## Goal of the exercise
Repeat precisely, and only, the lines between the line containing "Find the fluorescent" and the end of the listing below, both ends included.

## Extracted records
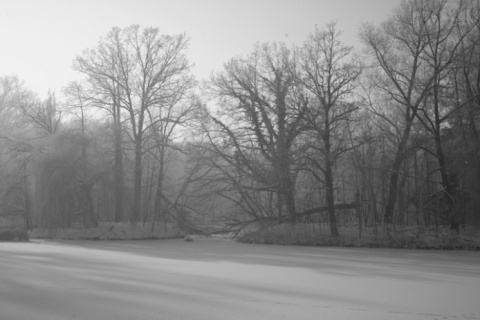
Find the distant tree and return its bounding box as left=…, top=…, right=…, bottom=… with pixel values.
left=63, top=83, right=110, bottom=227
left=63, top=82, right=91, bottom=181
left=20, top=92, right=61, bottom=136
left=0, top=76, right=35, bottom=229
left=0, top=76, right=30, bottom=122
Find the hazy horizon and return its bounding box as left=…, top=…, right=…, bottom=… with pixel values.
left=0, top=0, right=400, bottom=98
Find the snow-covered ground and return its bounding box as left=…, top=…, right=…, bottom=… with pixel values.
left=1, top=238, right=479, bottom=320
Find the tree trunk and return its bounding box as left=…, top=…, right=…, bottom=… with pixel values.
left=277, top=99, right=296, bottom=224
left=435, top=132, right=456, bottom=229
left=131, top=137, right=143, bottom=223
left=384, top=157, right=402, bottom=225
left=278, top=153, right=296, bottom=224
left=81, top=183, right=96, bottom=227
left=433, top=79, right=456, bottom=230
left=384, top=116, right=414, bottom=224
left=283, top=180, right=297, bottom=224
left=113, top=100, right=124, bottom=223
left=153, top=147, right=165, bottom=229
left=325, top=157, right=338, bottom=237
left=23, top=161, right=31, bottom=230
left=324, top=109, right=338, bottom=237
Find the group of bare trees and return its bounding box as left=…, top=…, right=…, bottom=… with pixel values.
left=198, top=24, right=361, bottom=236
left=0, top=26, right=201, bottom=231
left=72, top=26, right=197, bottom=225
left=1, top=0, right=480, bottom=237
left=199, top=0, right=480, bottom=235
left=359, top=0, right=480, bottom=231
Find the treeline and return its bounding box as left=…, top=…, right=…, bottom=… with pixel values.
left=1, top=0, right=479, bottom=237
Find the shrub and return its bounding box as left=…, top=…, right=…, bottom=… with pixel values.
left=0, top=228, right=29, bottom=242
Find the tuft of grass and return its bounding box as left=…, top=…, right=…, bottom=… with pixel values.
left=237, top=223, right=480, bottom=250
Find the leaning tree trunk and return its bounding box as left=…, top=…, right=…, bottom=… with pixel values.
left=384, top=115, right=414, bottom=225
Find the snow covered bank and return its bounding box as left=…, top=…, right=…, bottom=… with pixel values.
left=238, top=223, right=480, bottom=250
left=29, top=222, right=179, bottom=240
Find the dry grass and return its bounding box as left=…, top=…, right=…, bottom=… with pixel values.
left=237, top=223, right=480, bottom=250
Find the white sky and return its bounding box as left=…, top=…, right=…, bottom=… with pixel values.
left=0, top=0, right=400, bottom=98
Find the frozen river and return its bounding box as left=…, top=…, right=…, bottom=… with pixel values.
left=1, top=238, right=479, bottom=320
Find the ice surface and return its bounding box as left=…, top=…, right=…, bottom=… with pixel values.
left=1, top=238, right=479, bottom=320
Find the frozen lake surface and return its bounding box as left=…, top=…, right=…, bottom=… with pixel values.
left=1, top=238, right=479, bottom=320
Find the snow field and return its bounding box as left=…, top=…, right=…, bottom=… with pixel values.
left=1, top=238, right=479, bottom=320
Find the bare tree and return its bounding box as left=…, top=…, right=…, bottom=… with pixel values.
left=299, top=23, right=362, bottom=237
left=74, top=25, right=193, bottom=222
left=413, top=0, right=479, bottom=230
left=20, top=92, right=61, bottom=136
left=0, top=76, right=35, bottom=230
left=206, top=43, right=307, bottom=223
left=147, top=80, right=197, bottom=228
left=71, top=48, right=126, bottom=223
left=361, top=0, right=444, bottom=224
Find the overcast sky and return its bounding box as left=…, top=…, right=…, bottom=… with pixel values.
left=0, top=0, right=401, bottom=98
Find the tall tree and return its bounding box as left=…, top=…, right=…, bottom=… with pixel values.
left=299, top=23, right=362, bottom=236
left=206, top=43, right=307, bottom=223
left=413, top=0, right=479, bottom=230
left=361, top=0, right=447, bottom=224
left=0, top=76, right=35, bottom=229
left=445, top=1, right=480, bottom=227
left=149, top=92, right=197, bottom=228
left=72, top=43, right=126, bottom=223
left=63, top=83, right=101, bottom=227
left=74, top=25, right=193, bottom=222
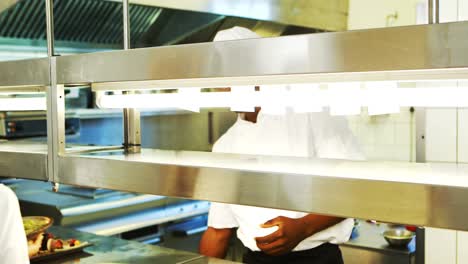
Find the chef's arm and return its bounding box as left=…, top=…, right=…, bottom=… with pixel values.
left=256, top=214, right=345, bottom=256
left=199, top=227, right=234, bottom=259
left=300, top=213, right=345, bottom=237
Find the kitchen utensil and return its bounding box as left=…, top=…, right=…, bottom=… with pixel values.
left=383, top=229, right=415, bottom=248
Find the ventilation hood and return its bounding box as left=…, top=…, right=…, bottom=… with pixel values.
left=0, top=0, right=346, bottom=59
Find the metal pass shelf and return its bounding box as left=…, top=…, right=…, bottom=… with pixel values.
left=58, top=148, right=468, bottom=231
left=55, top=21, right=468, bottom=89
left=0, top=57, right=49, bottom=90
left=0, top=141, right=48, bottom=181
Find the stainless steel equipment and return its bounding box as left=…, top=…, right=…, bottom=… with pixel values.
left=383, top=229, right=415, bottom=248
left=0, top=111, right=79, bottom=138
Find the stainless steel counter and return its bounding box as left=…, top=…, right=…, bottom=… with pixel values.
left=341, top=222, right=415, bottom=264
left=57, top=148, right=468, bottom=231
left=42, top=226, right=235, bottom=264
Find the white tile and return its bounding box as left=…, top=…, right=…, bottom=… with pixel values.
left=425, top=228, right=457, bottom=264
left=460, top=0, right=468, bottom=21
left=439, top=0, right=458, bottom=22
left=358, top=123, right=376, bottom=145
left=457, top=231, right=468, bottom=263
left=458, top=109, right=468, bottom=163
left=425, top=108, right=457, bottom=162
left=391, top=107, right=413, bottom=123
left=388, top=145, right=411, bottom=161
left=395, top=123, right=411, bottom=145
left=375, top=123, right=395, bottom=145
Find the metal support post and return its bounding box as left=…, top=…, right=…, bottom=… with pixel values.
left=122, top=0, right=141, bottom=153
left=428, top=0, right=439, bottom=24
left=45, top=0, right=62, bottom=191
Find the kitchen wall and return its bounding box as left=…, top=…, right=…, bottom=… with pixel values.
left=347, top=108, right=414, bottom=161
left=347, top=0, right=423, bottom=162
left=348, top=0, right=468, bottom=263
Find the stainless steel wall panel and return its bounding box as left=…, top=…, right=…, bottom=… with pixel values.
left=56, top=21, right=468, bottom=88
left=58, top=149, right=468, bottom=231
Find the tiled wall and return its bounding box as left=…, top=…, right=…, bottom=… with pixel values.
left=347, top=107, right=414, bottom=161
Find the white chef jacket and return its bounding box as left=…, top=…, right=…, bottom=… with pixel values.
left=0, top=184, right=29, bottom=264
left=208, top=111, right=364, bottom=252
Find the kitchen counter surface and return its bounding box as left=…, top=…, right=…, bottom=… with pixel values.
left=39, top=226, right=234, bottom=264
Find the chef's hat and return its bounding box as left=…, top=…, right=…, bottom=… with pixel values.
left=213, top=26, right=260, bottom=42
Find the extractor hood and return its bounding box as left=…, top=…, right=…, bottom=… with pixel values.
left=0, top=0, right=344, bottom=58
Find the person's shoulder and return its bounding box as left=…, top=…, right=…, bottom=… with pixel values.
left=212, top=119, right=244, bottom=153
left=0, top=184, right=20, bottom=208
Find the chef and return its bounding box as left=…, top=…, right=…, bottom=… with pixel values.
left=0, top=183, right=30, bottom=263
left=199, top=27, right=364, bottom=264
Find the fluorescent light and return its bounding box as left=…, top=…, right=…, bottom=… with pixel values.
left=0, top=97, right=46, bottom=111
left=365, top=81, right=400, bottom=116
left=96, top=81, right=468, bottom=114
left=231, top=86, right=256, bottom=112
left=328, top=82, right=361, bottom=116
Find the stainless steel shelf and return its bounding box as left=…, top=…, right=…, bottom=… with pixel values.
left=0, top=141, right=48, bottom=181
left=56, top=21, right=468, bottom=89
left=57, top=148, right=468, bottom=231
left=0, top=58, right=50, bottom=89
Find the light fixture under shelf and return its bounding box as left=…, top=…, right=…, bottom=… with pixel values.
left=0, top=96, right=46, bottom=111
left=95, top=81, right=468, bottom=115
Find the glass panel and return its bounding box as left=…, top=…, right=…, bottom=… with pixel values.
left=53, top=0, right=123, bottom=55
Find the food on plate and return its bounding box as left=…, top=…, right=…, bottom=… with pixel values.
left=23, top=217, right=84, bottom=259
left=27, top=232, right=83, bottom=258
left=23, top=216, right=53, bottom=240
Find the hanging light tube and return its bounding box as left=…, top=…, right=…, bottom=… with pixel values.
left=96, top=81, right=468, bottom=115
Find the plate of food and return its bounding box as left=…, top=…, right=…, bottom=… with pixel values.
left=29, top=233, right=92, bottom=262
left=23, top=216, right=92, bottom=262
left=23, top=216, right=53, bottom=240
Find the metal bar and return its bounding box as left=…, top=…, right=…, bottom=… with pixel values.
left=45, top=0, right=54, bottom=57
left=122, top=0, right=141, bottom=153
left=56, top=21, right=468, bottom=87
left=123, top=0, right=130, bottom=49
left=57, top=149, right=468, bottom=231
left=0, top=58, right=50, bottom=88
left=47, top=56, right=65, bottom=188
left=428, top=0, right=439, bottom=24
left=123, top=106, right=141, bottom=153
left=415, top=108, right=426, bottom=163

## Output below
Find the fluorescent light and return its bounding box as left=…, top=…, right=…, bottom=… with pixel values.
left=0, top=97, right=46, bottom=111
left=365, top=81, right=400, bottom=116
left=96, top=81, right=468, bottom=114
left=231, top=86, right=256, bottom=112
left=328, top=82, right=361, bottom=116
Find the stainless steel shelf and return its bounding box as left=…, top=…, right=…, bottom=… with pixel values.
left=0, top=141, right=48, bottom=181
left=56, top=21, right=468, bottom=89
left=57, top=148, right=468, bottom=231
left=0, top=58, right=50, bottom=89
Find the light fixture under shelf and return its bounding box as left=…, top=…, right=…, bottom=… with pixel values.
left=0, top=96, right=46, bottom=111
left=95, top=81, right=468, bottom=115
Find the glass panel and return its bounding box as left=…, top=…, right=…, bottom=… with pixel values.
left=53, top=0, right=123, bottom=55
Find the food on plate and return its bounding box as left=…, top=…, right=…, bottom=… with pixel values.
left=23, top=217, right=84, bottom=259
left=27, top=232, right=83, bottom=258
left=23, top=216, right=53, bottom=240
Find the hanging light tube and return its bounding box as left=…, top=…, right=…, bottom=… with pixel values.
left=96, top=81, right=468, bottom=115
Find the plate of food and return its bounding box as left=…, top=…, right=…, bottom=… with pixel values.
left=29, top=233, right=92, bottom=262
left=23, top=216, right=92, bottom=262
left=23, top=216, right=53, bottom=240
Find the metal bar and return its bounding box as left=…, top=…, right=…, bottom=… with pixel values.
left=45, top=0, right=54, bottom=57
left=122, top=0, right=141, bottom=153
left=56, top=21, right=468, bottom=87
left=123, top=0, right=130, bottom=49
left=57, top=149, right=468, bottom=231
left=0, top=58, right=50, bottom=88
left=47, top=56, right=65, bottom=188
left=428, top=0, right=439, bottom=24
left=123, top=106, right=141, bottom=153
left=415, top=108, right=426, bottom=163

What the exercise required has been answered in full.